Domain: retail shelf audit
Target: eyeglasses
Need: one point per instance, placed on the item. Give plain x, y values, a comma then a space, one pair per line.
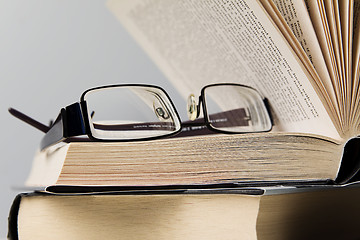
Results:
143, 112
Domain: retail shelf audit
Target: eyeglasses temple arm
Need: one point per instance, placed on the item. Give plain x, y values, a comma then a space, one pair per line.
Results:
69, 123
29, 120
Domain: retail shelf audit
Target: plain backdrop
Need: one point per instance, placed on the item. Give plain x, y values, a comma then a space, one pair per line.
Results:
50, 52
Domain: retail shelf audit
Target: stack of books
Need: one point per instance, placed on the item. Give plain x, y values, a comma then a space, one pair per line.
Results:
297, 181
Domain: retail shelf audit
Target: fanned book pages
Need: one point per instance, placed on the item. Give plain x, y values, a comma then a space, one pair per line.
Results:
267, 213
302, 56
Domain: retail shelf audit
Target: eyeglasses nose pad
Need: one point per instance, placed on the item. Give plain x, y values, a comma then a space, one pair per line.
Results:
160, 111
192, 109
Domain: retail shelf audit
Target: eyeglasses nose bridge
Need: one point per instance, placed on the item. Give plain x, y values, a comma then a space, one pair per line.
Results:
193, 108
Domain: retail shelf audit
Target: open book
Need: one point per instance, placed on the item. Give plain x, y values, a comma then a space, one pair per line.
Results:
303, 56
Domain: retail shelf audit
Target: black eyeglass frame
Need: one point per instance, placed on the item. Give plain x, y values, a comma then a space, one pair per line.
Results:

- [Problem requirements]
Reproduce all the records above in full, requests included, but increase every x and y point coordinate in the results by 51. Omit the pictures.

- [Reply to the task]
Domain: retail shelf audit
Target: eyeglasses
Need: one point per instance, placed on the item. Give plain x, y values, a comma then a space, one pair per line.
Results:
194, 163
Domain: retail shelf audit
Target: eyeglasses temple arm
Need: one point per instance, placed on the item. Give plain x, y values, a comma then a space, one pair per line.
Results:
120, 174
80, 171
Domain: retail shelf audit
Target: plain backdrop
Need: one point per instance, placed on the item. Give plain x, y values, a comma then a space, one pair per line.
Results:
101, 103
Domain: retail shelf audit
Target: stack of books
Need: one point per instance, placed on the item. Give plain x, y values, a comma then a space, one pair per line.
Results:
348, 232
Domain: retail shelf audit
Target: fanned book pages
Need: one point per instance, placed on the item. Give plain x, y values, a comma then a space, one pair per line.
Results:
318, 264
353, 107
Domain: retail shelf audit
Target: eyeglasses nose pad
Need: one point per instance, placed on the item. Give plain x, y values, a comma then a space, one pair per line.
Results:
211, 162
243, 160
Domain: retail shelf audit
Target: eyeglasses nose bridge
Need: one point per instance, placed on the item. Give plain x, y values, a comma then a space, one pair per line.
Results:
244, 159
Domain: retail shelf audit
Target: open book
Need: one point per instance, placed on the item. Give plain x, y values, a comma then a space, one pair per line.
Results:
354, 107
Domain: retail shelf audit
Target: black eyeglass frame
Need: one point per instance, placed on the item. Give plain x, y values, a comma then a space, one pair per line.
Results:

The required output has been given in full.